Excerpted data:
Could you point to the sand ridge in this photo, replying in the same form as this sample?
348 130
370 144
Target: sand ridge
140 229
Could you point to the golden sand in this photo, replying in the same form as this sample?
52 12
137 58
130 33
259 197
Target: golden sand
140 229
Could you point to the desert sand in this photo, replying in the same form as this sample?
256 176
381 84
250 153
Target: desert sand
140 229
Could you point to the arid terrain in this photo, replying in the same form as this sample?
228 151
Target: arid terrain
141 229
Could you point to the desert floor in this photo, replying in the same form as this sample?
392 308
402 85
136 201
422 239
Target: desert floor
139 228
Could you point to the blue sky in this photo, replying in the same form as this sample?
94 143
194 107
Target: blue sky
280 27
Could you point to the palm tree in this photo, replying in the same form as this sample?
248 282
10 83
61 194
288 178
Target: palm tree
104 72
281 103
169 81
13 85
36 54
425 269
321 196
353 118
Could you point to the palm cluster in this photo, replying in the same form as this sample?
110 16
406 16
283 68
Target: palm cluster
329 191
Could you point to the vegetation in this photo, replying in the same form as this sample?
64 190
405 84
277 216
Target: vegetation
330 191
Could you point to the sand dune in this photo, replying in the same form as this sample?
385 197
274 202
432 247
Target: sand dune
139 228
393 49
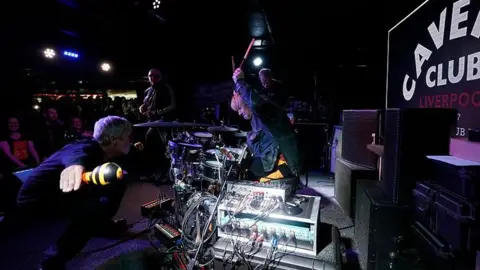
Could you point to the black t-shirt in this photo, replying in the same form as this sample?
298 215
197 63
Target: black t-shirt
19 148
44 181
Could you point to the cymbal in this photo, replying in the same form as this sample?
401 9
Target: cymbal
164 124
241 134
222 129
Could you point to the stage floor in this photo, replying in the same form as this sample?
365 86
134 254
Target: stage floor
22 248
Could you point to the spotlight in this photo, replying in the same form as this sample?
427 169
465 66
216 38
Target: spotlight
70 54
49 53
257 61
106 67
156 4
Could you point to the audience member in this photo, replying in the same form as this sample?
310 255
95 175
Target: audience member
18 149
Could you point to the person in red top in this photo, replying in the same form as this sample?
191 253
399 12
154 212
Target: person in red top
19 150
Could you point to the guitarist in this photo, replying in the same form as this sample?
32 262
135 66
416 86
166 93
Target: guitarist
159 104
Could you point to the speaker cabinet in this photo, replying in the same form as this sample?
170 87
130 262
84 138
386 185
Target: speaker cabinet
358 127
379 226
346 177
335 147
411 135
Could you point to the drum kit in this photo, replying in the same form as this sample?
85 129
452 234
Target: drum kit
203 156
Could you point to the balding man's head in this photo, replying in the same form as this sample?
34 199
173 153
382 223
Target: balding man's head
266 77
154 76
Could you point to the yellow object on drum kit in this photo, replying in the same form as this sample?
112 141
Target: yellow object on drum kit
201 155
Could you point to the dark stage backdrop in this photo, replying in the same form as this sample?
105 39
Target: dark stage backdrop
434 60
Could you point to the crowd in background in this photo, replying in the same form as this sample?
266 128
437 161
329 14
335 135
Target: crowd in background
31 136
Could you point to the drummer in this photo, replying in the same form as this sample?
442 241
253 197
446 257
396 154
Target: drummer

--

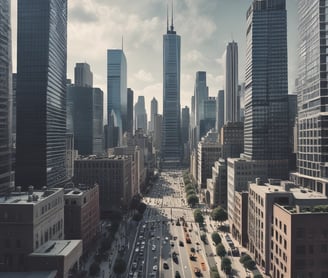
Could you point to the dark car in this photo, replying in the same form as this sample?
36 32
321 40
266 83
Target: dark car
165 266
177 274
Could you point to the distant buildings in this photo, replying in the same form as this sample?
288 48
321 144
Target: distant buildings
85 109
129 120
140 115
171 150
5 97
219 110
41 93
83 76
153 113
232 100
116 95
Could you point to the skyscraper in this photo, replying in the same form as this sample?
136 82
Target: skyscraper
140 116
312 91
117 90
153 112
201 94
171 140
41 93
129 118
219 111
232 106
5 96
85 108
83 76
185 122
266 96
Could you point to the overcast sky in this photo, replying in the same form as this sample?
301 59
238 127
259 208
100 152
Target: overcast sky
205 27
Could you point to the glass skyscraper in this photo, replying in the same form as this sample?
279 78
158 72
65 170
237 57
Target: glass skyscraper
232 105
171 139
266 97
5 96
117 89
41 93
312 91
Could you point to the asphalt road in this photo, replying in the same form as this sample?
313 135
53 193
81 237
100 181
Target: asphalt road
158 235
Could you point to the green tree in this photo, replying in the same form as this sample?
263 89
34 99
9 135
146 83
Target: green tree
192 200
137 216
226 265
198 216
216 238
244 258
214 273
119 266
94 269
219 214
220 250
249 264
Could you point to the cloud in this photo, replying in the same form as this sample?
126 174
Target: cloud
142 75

Task statement: Filter the listing above and copy out every line that contains the word "palm".

Response for this exercise:
Could you point to the palm tree in this photo, replying in the same form as this sample?
Target: palm tree
Could you point to the palm cluster in this photo, replying in the same form as this sample?
Target: palm cluster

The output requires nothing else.